▶ _CHECK YOUR UNDERSTANDING_:
1. In the passage on bear hair genotyping, repeat the text between "Hair samples were" and "Supplementary Information online.", inclusive.
2. According to the passage on bear hair genotyping, which marker was used to tell grizzly bear samples from black bear samples?
─── GIVEN TEXT ───
Hair samples were analyzed by a laboratory that specialized in genotyping low quantity and quality DNA (Wildlife Genetics International; http://www.wildlifegenetics.ca). We used the G10J marker to distinguish between grizzly bear and black bear (U. americanus) samples21. We added 6 additional nuclear microsatellite loci to determine individual identity of the grizzly bear hair samples (G1A, G10B, G1D, G10H, G10M, and G10P)22,23,24 and the amelogenin marker to identify sex25. We confirmed individuals identified using this 7-locus genotype by extending the genotypes to 9 additional loci (G10C, G10L, CXX110, CXX20, Mu50, Mu59, G10U, Mu23, and G10X22,23,24,26,27, and confirmed sex with a second proprietary test developed by Wildlife Genetics International. Sub-selection of samples for analysis is described in Supplementary Information online.
─── EXTRACTED ENTRIES ───
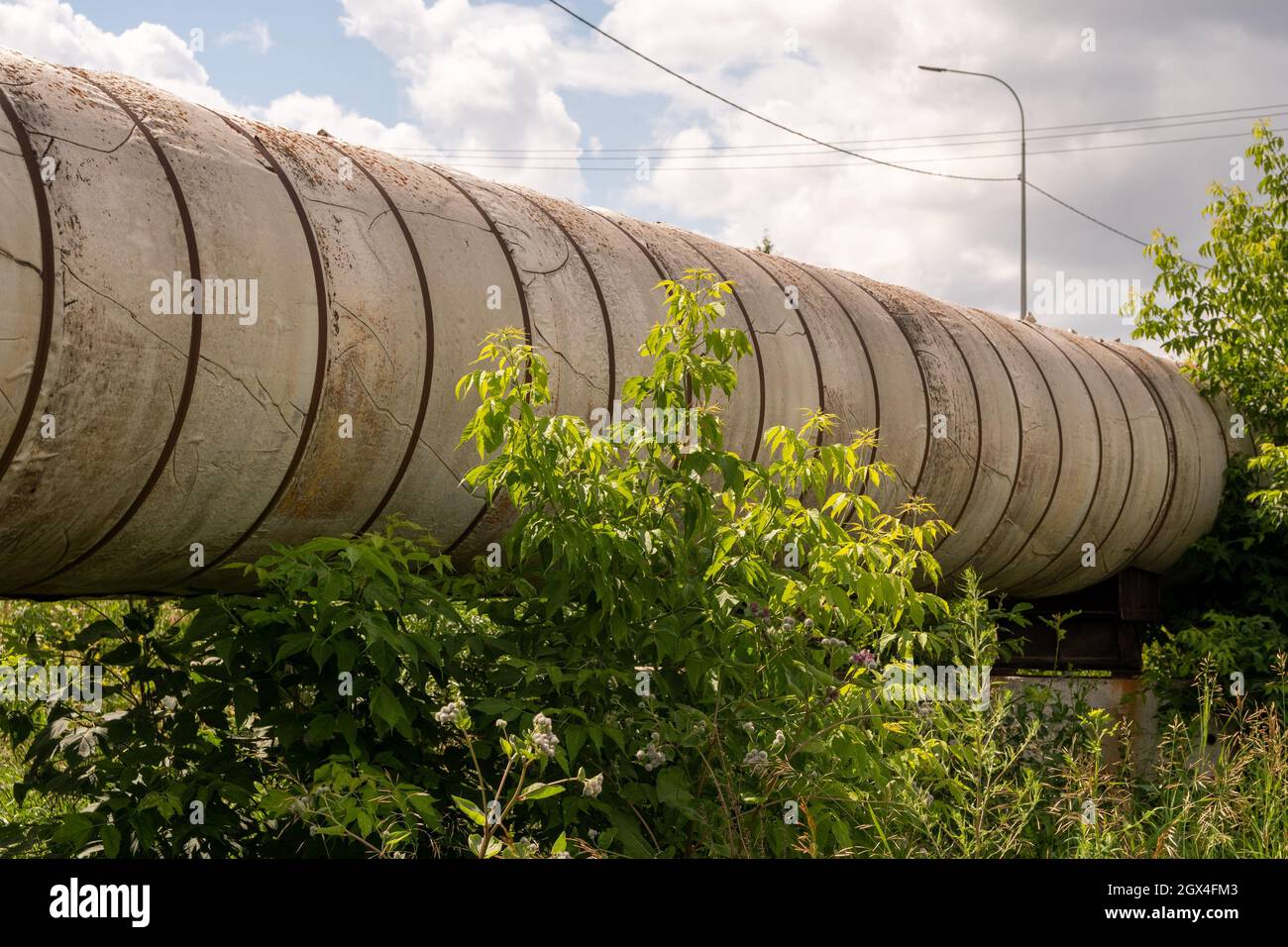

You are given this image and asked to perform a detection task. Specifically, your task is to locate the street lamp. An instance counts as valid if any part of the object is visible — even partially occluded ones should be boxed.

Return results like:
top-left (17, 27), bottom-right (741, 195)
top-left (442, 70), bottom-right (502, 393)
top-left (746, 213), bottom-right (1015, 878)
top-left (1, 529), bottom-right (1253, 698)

top-left (917, 65), bottom-right (1029, 320)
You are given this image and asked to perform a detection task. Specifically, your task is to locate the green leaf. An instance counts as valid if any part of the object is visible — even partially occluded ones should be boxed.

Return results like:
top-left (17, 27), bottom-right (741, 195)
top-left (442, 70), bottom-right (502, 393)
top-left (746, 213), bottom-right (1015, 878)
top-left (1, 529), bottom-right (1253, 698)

top-left (519, 783), bottom-right (564, 802)
top-left (452, 796), bottom-right (486, 824)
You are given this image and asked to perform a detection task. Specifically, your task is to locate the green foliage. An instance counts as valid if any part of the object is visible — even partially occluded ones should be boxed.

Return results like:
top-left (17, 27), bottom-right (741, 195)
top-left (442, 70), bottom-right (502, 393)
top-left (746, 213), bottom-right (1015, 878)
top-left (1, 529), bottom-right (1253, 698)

top-left (1133, 123), bottom-right (1288, 524)
top-left (0, 271), bottom-right (1288, 858)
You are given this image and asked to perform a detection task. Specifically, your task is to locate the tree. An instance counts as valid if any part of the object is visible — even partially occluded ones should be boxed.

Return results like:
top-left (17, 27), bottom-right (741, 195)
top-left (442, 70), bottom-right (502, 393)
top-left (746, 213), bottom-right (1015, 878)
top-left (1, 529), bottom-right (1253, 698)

top-left (1132, 123), bottom-right (1288, 526)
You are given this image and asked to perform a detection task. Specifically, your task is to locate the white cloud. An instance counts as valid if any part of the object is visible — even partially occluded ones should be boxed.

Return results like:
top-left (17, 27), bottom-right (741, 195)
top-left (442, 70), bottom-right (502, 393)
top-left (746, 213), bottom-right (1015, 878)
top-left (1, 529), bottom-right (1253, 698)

top-left (0, 0), bottom-right (1288, 336)
top-left (219, 20), bottom-right (273, 54)
top-left (0, 0), bottom-right (429, 150)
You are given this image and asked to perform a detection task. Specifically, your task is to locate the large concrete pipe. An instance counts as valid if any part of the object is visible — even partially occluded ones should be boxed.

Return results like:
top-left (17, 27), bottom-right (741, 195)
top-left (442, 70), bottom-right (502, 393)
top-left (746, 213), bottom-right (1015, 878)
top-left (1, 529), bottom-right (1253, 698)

top-left (0, 53), bottom-right (1233, 596)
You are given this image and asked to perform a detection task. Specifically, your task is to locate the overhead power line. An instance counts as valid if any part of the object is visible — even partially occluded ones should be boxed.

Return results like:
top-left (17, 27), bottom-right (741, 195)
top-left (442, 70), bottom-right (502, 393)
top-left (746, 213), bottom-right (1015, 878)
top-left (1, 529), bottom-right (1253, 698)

top-left (412, 132), bottom-right (1267, 169)
top-left (546, 0), bottom-right (1226, 265)
top-left (393, 103), bottom-right (1288, 161)
top-left (548, 0), bottom-right (1015, 180)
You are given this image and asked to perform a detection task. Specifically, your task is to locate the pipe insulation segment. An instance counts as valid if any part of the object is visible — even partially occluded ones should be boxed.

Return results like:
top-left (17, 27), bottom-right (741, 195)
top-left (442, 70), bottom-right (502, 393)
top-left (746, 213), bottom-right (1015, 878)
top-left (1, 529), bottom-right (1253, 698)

top-left (0, 52), bottom-right (1246, 596)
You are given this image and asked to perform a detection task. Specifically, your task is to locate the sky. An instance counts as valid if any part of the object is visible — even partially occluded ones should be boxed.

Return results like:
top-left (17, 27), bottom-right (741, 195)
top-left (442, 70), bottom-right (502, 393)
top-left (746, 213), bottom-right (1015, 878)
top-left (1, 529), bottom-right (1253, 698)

top-left (0, 0), bottom-right (1288, 338)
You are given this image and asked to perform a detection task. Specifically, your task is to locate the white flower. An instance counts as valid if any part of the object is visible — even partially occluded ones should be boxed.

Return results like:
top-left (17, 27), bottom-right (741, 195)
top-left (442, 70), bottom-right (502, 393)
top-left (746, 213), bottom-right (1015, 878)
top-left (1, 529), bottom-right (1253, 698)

top-left (434, 701), bottom-right (465, 724)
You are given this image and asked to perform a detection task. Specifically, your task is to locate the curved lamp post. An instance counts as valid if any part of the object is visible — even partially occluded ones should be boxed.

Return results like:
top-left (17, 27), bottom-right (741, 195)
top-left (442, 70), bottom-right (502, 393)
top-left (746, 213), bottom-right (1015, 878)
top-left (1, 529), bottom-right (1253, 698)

top-left (917, 65), bottom-right (1029, 320)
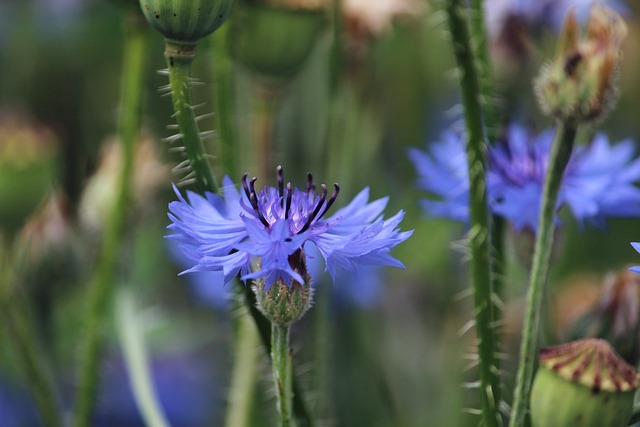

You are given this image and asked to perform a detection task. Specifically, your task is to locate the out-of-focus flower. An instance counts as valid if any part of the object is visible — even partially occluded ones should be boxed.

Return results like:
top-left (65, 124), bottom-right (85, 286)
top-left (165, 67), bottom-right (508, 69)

top-left (341, 0), bottom-right (424, 37)
top-left (168, 168), bottom-right (412, 289)
top-left (79, 135), bottom-right (169, 230)
top-left (409, 131), bottom-right (469, 221)
top-left (534, 4), bottom-right (627, 123)
top-left (410, 125), bottom-right (640, 231)
top-left (0, 111), bottom-right (58, 235)
top-left (629, 242), bottom-right (640, 274)
top-left (563, 270), bottom-right (640, 366)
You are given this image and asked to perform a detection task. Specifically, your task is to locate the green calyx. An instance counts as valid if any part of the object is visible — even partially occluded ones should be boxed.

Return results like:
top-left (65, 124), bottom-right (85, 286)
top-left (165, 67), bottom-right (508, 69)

top-left (229, 2), bottom-right (326, 80)
top-left (140, 0), bottom-right (233, 43)
top-left (531, 339), bottom-right (640, 427)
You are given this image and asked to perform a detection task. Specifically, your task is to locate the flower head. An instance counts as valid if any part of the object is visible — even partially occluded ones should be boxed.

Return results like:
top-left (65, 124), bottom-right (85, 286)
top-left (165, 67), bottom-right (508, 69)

top-left (169, 168), bottom-right (412, 289)
top-left (410, 125), bottom-right (640, 231)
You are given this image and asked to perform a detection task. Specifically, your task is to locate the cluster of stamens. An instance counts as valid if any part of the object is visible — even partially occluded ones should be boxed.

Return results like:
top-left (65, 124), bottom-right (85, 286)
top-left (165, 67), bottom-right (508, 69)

top-left (242, 166), bottom-right (340, 234)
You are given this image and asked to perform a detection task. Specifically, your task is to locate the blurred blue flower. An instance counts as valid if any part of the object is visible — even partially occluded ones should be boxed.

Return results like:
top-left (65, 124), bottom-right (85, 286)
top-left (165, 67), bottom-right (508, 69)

top-left (629, 242), bottom-right (640, 274)
top-left (484, 0), bottom-right (629, 37)
top-left (409, 125), bottom-right (640, 231)
top-left (168, 168), bottom-right (412, 287)
top-left (409, 131), bottom-right (469, 221)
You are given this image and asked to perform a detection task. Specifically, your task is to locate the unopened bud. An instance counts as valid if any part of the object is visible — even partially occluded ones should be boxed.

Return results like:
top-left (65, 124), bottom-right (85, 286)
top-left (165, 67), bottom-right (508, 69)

top-left (253, 251), bottom-right (313, 326)
top-left (535, 4), bottom-right (627, 123)
top-left (531, 339), bottom-right (640, 427)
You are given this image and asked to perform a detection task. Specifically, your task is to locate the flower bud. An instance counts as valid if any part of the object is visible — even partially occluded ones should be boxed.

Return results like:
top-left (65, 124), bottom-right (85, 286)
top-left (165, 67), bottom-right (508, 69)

top-left (535, 4), bottom-right (627, 123)
top-left (253, 251), bottom-right (313, 326)
top-left (140, 0), bottom-right (233, 43)
top-left (0, 113), bottom-right (58, 236)
top-left (531, 338), bottom-right (640, 427)
top-left (566, 269), bottom-right (640, 365)
top-left (229, 2), bottom-right (325, 80)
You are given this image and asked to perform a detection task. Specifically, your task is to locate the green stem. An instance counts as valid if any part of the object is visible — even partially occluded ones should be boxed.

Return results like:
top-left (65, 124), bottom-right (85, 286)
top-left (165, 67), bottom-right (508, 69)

top-left (509, 123), bottom-right (576, 427)
top-left (244, 286), bottom-right (313, 427)
top-left (0, 241), bottom-right (63, 427)
top-left (209, 25), bottom-right (240, 179)
top-left (271, 323), bottom-right (293, 427)
top-left (116, 289), bottom-right (170, 427)
top-left (253, 83), bottom-right (281, 179)
top-left (74, 13), bottom-right (149, 427)
top-left (164, 39), bottom-right (217, 193)
top-left (224, 283), bottom-right (260, 427)
top-left (469, 0), bottom-right (500, 142)
top-left (447, 0), bottom-right (501, 427)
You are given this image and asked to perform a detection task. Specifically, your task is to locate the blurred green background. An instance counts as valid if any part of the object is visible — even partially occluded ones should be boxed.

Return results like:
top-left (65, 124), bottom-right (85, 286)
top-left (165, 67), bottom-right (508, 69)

top-left (0, 0), bottom-right (640, 427)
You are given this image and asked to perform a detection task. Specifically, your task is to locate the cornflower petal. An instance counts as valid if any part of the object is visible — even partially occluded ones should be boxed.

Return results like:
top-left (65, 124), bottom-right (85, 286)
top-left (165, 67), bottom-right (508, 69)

top-left (168, 170), bottom-right (412, 288)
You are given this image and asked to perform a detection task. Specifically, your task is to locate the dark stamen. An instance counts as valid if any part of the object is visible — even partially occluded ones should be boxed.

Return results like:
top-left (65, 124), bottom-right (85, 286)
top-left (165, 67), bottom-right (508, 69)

top-left (298, 184), bottom-right (327, 234)
top-left (284, 182), bottom-right (293, 219)
top-left (318, 182), bottom-right (340, 219)
top-left (277, 166), bottom-right (284, 206)
top-left (249, 191), bottom-right (269, 228)
top-left (305, 172), bottom-right (316, 193)
top-left (242, 173), bottom-right (251, 199)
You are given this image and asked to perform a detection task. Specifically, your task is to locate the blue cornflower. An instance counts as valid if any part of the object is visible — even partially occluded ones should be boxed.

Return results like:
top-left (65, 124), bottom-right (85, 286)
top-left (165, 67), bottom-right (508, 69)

top-left (410, 125), bottom-right (640, 231)
top-left (168, 168), bottom-right (412, 288)
top-left (409, 131), bottom-right (469, 222)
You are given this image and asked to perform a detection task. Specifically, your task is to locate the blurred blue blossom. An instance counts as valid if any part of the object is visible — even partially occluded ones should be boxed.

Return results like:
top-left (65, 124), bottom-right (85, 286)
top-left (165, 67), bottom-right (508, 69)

top-left (484, 0), bottom-right (629, 37)
top-left (409, 125), bottom-right (640, 231)
top-left (629, 242), bottom-right (640, 274)
top-left (168, 168), bottom-right (412, 287)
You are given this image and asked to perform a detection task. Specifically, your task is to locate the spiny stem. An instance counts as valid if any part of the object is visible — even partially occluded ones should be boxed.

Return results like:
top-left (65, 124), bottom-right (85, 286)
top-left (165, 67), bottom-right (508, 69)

top-left (271, 323), bottom-right (293, 427)
top-left (447, 0), bottom-right (501, 427)
top-left (164, 39), bottom-right (218, 193)
top-left (74, 12), bottom-right (149, 427)
top-left (509, 122), bottom-right (576, 427)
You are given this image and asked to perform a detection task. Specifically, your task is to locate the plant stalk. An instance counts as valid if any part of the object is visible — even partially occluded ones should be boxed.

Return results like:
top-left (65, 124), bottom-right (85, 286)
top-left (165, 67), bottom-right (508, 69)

top-left (74, 12), bottom-right (149, 427)
top-left (447, 0), bottom-right (502, 427)
top-left (271, 323), bottom-right (293, 427)
top-left (509, 122), bottom-right (577, 427)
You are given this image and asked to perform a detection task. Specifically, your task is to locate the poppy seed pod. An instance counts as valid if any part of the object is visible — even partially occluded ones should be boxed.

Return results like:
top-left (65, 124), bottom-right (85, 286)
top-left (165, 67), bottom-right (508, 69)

top-left (531, 338), bottom-right (640, 427)
top-left (140, 0), bottom-right (233, 43)
top-left (229, 2), bottom-right (326, 80)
───
▶ _TASK RESULTS_:
1.
Hair samples were analyzed by a laboratory that specialized in genotyping low quantity and quality DNA (Wildlife Genetics International; http://www.wildlifegenetics.ca). We used the G10J marker to distinguish between grizzly bear and black bear (U. americanus) samples21. We added 6 additional nuclear microsatellite loci to determine individual identity of the grizzly bear hair samples (G1A, G10B, G1D, G10H, G10M, and G10P)22,23,24 and the amelogenin marker to identify sex25. We confirmed individuals identified using this 7-locus genotype by extending the genotypes to 9 additional loci (G10C, G10L, CXX110, CXX20, Mu50, Mu59, G10U, Mu23, and G10X22,23,24,26,27, and confirmed sex with a second proprietary test developed by Wildlife Genetics International. Sub-selection of samples for analysis is described in Supplementary Information online.

2. The G10J marker.